* _The problem_: Reproduce all of the records below word for word, leaving the pictures out of your copy.

─── Exercise inputs ───

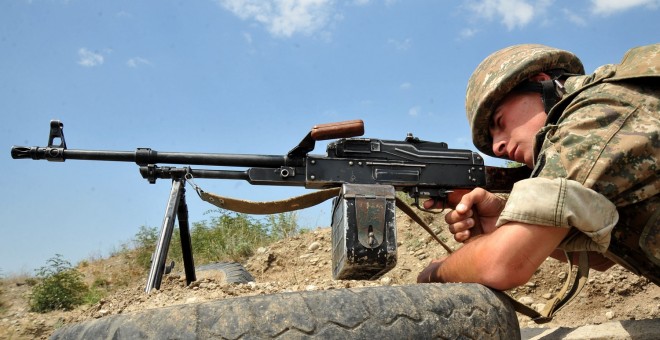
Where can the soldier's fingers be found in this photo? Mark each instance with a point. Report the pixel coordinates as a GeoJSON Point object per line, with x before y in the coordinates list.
{"type": "Point", "coordinates": [461, 226]}
{"type": "Point", "coordinates": [462, 236]}
{"type": "Point", "coordinates": [455, 216]}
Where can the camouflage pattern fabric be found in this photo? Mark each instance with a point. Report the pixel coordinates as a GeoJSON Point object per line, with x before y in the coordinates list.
{"type": "Point", "coordinates": [499, 73]}
{"type": "Point", "coordinates": [605, 135]}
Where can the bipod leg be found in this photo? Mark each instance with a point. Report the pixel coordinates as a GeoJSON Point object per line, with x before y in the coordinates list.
{"type": "Point", "coordinates": [160, 254]}
{"type": "Point", "coordinates": [186, 243]}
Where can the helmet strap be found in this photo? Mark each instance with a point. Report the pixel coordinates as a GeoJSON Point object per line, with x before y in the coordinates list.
{"type": "Point", "coordinates": [551, 90]}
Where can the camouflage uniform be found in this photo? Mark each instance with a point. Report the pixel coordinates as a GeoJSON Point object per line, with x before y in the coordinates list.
{"type": "Point", "coordinates": [597, 164]}
{"type": "Point", "coordinates": [604, 134]}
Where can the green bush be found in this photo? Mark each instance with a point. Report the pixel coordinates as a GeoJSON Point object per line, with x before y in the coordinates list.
{"type": "Point", "coordinates": [59, 286]}
{"type": "Point", "coordinates": [225, 236]}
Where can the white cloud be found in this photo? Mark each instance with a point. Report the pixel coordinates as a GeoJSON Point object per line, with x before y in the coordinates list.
{"type": "Point", "coordinates": [361, 2]}
{"type": "Point", "coordinates": [137, 62]}
{"type": "Point", "coordinates": [283, 18]}
{"type": "Point", "coordinates": [414, 111]}
{"type": "Point", "coordinates": [512, 13]}
{"type": "Point", "coordinates": [607, 7]}
{"type": "Point", "coordinates": [88, 58]}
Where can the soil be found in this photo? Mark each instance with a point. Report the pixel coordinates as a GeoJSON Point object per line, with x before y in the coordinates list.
{"type": "Point", "coordinates": [303, 262]}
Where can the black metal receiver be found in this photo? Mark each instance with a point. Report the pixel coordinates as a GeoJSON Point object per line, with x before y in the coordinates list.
{"type": "Point", "coordinates": [419, 168]}
{"type": "Point", "coordinates": [362, 167]}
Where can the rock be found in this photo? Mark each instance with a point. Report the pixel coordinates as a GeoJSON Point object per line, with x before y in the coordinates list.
{"type": "Point", "coordinates": [314, 246]}
{"type": "Point", "coordinates": [526, 300]}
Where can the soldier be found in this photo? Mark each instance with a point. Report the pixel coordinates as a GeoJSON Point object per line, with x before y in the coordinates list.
{"type": "Point", "coordinates": [593, 144]}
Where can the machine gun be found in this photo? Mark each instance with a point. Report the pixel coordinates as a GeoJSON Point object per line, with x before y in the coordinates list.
{"type": "Point", "coordinates": [363, 174]}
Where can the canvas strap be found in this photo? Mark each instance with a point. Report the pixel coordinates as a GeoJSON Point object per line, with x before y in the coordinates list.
{"type": "Point", "coordinates": [571, 288]}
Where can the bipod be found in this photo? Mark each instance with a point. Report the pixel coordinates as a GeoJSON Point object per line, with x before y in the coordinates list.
{"type": "Point", "coordinates": [176, 207]}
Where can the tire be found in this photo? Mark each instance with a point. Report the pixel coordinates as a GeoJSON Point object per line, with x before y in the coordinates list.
{"type": "Point", "coordinates": [421, 311]}
{"type": "Point", "coordinates": [229, 272]}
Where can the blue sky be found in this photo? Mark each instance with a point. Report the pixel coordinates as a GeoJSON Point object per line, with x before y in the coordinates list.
{"type": "Point", "coordinates": [234, 76]}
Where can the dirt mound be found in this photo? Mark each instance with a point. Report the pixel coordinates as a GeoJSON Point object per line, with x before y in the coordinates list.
{"type": "Point", "coordinates": [303, 263]}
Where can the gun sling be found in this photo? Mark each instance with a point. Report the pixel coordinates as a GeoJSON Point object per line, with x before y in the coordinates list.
{"type": "Point", "coordinates": [571, 288]}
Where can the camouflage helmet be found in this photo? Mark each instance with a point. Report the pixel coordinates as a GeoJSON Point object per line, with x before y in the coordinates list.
{"type": "Point", "coordinates": [500, 73]}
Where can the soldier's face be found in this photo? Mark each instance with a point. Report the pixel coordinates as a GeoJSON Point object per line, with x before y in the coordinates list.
{"type": "Point", "coordinates": [514, 125]}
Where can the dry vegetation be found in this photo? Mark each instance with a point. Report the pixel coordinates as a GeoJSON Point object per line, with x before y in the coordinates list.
{"type": "Point", "coordinates": [302, 262]}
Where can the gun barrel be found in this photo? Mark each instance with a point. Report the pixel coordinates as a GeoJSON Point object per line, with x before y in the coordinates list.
{"type": "Point", "coordinates": [144, 156]}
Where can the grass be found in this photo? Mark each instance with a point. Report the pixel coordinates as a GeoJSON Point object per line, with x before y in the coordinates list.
{"type": "Point", "coordinates": [225, 236]}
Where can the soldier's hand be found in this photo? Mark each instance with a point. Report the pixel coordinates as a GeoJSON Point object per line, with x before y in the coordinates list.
{"type": "Point", "coordinates": [465, 203]}
{"type": "Point", "coordinates": [429, 274]}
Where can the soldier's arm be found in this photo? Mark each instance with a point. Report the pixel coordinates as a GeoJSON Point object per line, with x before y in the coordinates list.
{"type": "Point", "coordinates": [503, 259]}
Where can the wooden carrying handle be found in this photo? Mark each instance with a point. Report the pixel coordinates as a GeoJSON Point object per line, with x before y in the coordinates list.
{"type": "Point", "coordinates": [346, 129]}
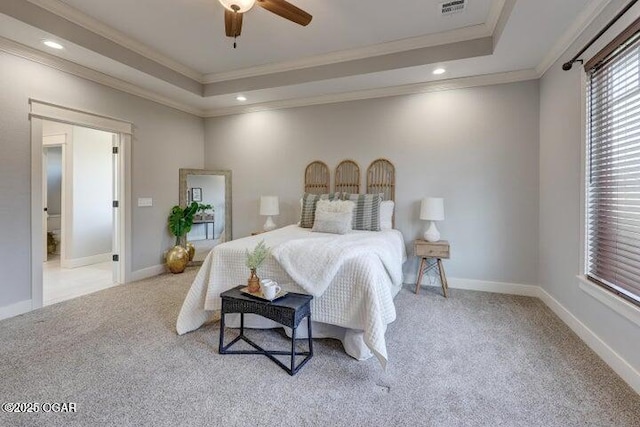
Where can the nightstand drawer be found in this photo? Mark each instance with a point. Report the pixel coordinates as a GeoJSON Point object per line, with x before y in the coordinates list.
{"type": "Point", "coordinates": [432, 250]}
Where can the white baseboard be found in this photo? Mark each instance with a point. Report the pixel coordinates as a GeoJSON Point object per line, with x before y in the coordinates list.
{"type": "Point", "coordinates": [145, 273]}
{"type": "Point", "coordinates": [81, 262]}
{"type": "Point", "coordinates": [606, 353]}
{"type": "Point", "coordinates": [483, 286]}
{"type": "Point", "coordinates": [15, 309]}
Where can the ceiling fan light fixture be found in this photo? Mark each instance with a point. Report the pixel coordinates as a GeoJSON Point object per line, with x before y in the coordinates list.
{"type": "Point", "coordinates": [52, 44]}
{"type": "Point", "coordinates": [239, 6]}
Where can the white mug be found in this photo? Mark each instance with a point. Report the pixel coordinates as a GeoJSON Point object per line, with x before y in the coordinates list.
{"type": "Point", "coordinates": [270, 290]}
{"type": "Point", "coordinates": [264, 282]}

───

* _Solution to this problem_:
Where can the soldier's fingers be found in this photo? Mark each instance with a point. Report the pixel coordinates as a GeoJSON Point object per line, with x before y in the coordinates list.
{"type": "Point", "coordinates": [461, 226]}
{"type": "Point", "coordinates": [462, 236]}
{"type": "Point", "coordinates": [455, 216]}
Where can the camouflage pattern fabric be found in this photo? Mark each instance with a point. Report the pixel coordinates as a GeoJSON Point object per line, with x before y in the coordinates list.
{"type": "Point", "coordinates": [499, 73]}
{"type": "Point", "coordinates": [605, 135]}
Where can the bipod leg be found in this photo? Mark each instance with a point. Report the pixel coordinates as a GeoJSON Point object per line, with x before y in the coordinates list.
{"type": "Point", "coordinates": [160, 254]}
{"type": "Point", "coordinates": [186, 243]}
Where can the helmet strap be found in this photo? Mark each instance with a point. Report the pixel coordinates as a GeoJSON Point object per line, with x before y in the coordinates list.
{"type": "Point", "coordinates": [551, 90]}
Where can the camouflage uniform be found in this photo? Mark each instance with a point. Report the pixel coordinates as a GeoJSON Point object per line, with x before y in the coordinates list.
{"type": "Point", "coordinates": [597, 164]}
{"type": "Point", "coordinates": [604, 134]}
Where can the green bush be found in this photo? Mark each instance with a point. Report the pixel coordinates as a GeoJSON Point object per line, with x before y in the coordinates list.
{"type": "Point", "coordinates": [59, 286]}
{"type": "Point", "coordinates": [225, 236]}
Where can the white cloud be found in this photo? Mark each instance with a point. Report the pixel coordinates as a GeoJSON Point object per line, with x before y in the coordinates list.
{"type": "Point", "coordinates": [361, 2]}
{"type": "Point", "coordinates": [137, 62]}
{"type": "Point", "coordinates": [283, 18]}
{"type": "Point", "coordinates": [414, 111]}
{"type": "Point", "coordinates": [512, 13]}
{"type": "Point", "coordinates": [607, 7]}
{"type": "Point", "coordinates": [88, 58]}
Where can the soil be found in this photo? Mark each instance with a point. Report the pixel coordinates as a GeoJSON Point object per line, with x before y in the coordinates list.
{"type": "Point", "coordinates": [303, 262]}
Where can the black metal receiver be found in this photo? Mark each instance with a point. Report the pixel coordinates as a GeoJSON Point object per line, with x before y in the coordinates list.
{"type": "Point", "coordinates": [419, 168]}
{"type": "Point", "coordinates": [362, 167]}
Where can the rock be found in this photo? Mark each instance with a point. Report the pixel coordinates as a GeoJSON Point object per line, with x before y in the coordinates list.
{"type": "Point", "coordinates": [314, 246]}
{"type": "Point", "coordinates": [526, 300]}
Where can the soldier be found in this photo? Mark each instance with a point. Report the pixel coordinates as a GeoJSON Point object per line, with x before y in the coordinates list.
{"type": "Point", "coordinates": [593, 144]}
Where can the machine gun be found in this photo? Mark each instance with a point. Report the pixel coordinates as a GeoJSON Point object per line, with x before y in the coordinates list.
{"type": "Point", "coordinates": [363, 174]}
Where can the canvas strap be found in this photo? Mark each instance with a point. Report the pixel coordinates as a GeoJSON Point object per line, with x before y in the coordinates list.
{"type": "Point", "coordinates": [571, 288]}
Where can the bipod be found in this photo? Mark each instance with a point. Report the pixel coordinates as a GeoJSON Point object per line, with x before y in the coordinates list.
{"type": "Point", "coordinates": [176, 207]}
Where can the tire be found in this photo? Mark each instance with a point. Report the pixel coordinates as a GeoJSON Point object per line, with x before y in the coordinates list.
{"type": "Point", "coordinates": [421, 311]}
{"type": "Point", "coordinates": [229, 272]}
Where can the blue sky be found in this photo? Mark each instance with a point. Report the pixel coordinates as a GeoJSON Point object per line, with x before y in the coordinates list.
{"type": "Point", "coordinates": [234, 76]}
Where can the dirt mound be found in this photo? Mark each instance with a point. Report the pixel coordinates as a GeoJSON Point object per line, with x before y in the coordinates list.
{"type": "Point", "coordinates": [303, 263]}
Where can the gun sling be found in this photo? Mark each instance with a point. Report the pixel coordinates as a GeoJSON Point object per line, with x before y in the coordinates list.
{"type": "Point", "coordinates": [571, 288]}
Where can the camouflage helmet be found in this photo? Mark each instance with a point. Report the pixel coordinates as a GeoJSON Point object per line, with x before y in the coordinates list.
{"type": "Point", "coordinates": [500, 73]}
Where can the soldier's face be found in this photo? Mark each instance with a point. Report the pixel coordinates as a GeoJSON Point object per line, with x before y in the coordinates list.
{"type": "Point", "coordinates": [514, 125]}
Where can the dry vegetation be found in this photo? Mark each instance with a point. Report the pixel coordinates as a GeoJSON Point object per line, with x before y in the coordinates list.
{"type": "Point", "coordinates": [302, 262]}
Where can the gun barrel be found in this photo? Mark each instance with a point. Report the pixel coordinates as a GeoJSON Point object per line, with x before y in the coordinates list.
{"type": "Point", "coordinates": [144, 156]}
Where can the grass be found in this photo? Mark each instance with a point. Report the pixel coordinates as a GeoJSON Point object per line, with x before y in the coordinates list.
{"type": "Point", "coordinates": [225, 236]}
Where can the soldier's hand be found in this photo? Mark each instance with a point. Report the pixel coordinates as a GeoJSON Point object per line, with x before y in the coordinates list.
{"type": "Point", "coordinates": [465, 203]}
{"type": "Point", "coordinates": [429, 274]}
Where can the soldier's arm be found in this photo? Mark each instance with a point. Report the pixel coordinates as a GeoJSON Point object per line, with x before y in the coordinates list.
{"type": "Point", "coordinates": [503, 259]}
Where can the wooden carrying handle be found in this photo? Mark each instance with a point. Report the pixel coordinates as a GeoJSON Point object per line, with x before y in the coordinates list.
{"type": "Point", "coordinates": [346, 129]}
Where can the nightstand drawer be found in this photo? Mark each instance with a point. Report the pixel coordinates as a GeoJSON Point object per line, with x before y in the coordinates list.
{"type": "Point", "coordinates": [432, 250]}
Where can the white baseboard be found in this photo? Mark each instance with a point. Report the pixel coordinates as a GeoJSON Point object per line, with x before y in the coordinates list.
{"type": "Point", "coordinates": [145, 273]}
{"type": "Point", "coordinates": [81, 262]}
{"type": "Point", "coordinates": [606, 353]}
{"type": "Point", "coordinates": [483, 286]}
{"type": "Point", "coordinates": [15, 309]}
Where can the ceiling fan light fixture be found in this photo? Mark each instance with a point. Report the pixel coordinates as a GeoJSON Point object per line, with x before y in the coordinates list.
{"type": "Point", "coordinates": [52, 44]}
{"type": "Point", "coordinates": [239, 6]}
Where can the white mug be found in this photo? Mark each instance with a point. Report the pixel coordinates as a GeoJSON Point object per line, with x before y in the coordinates list.
{"type": "Point", "coordinates": [270, 290]}
{"type": "Point", "coordinates": [264, 282]}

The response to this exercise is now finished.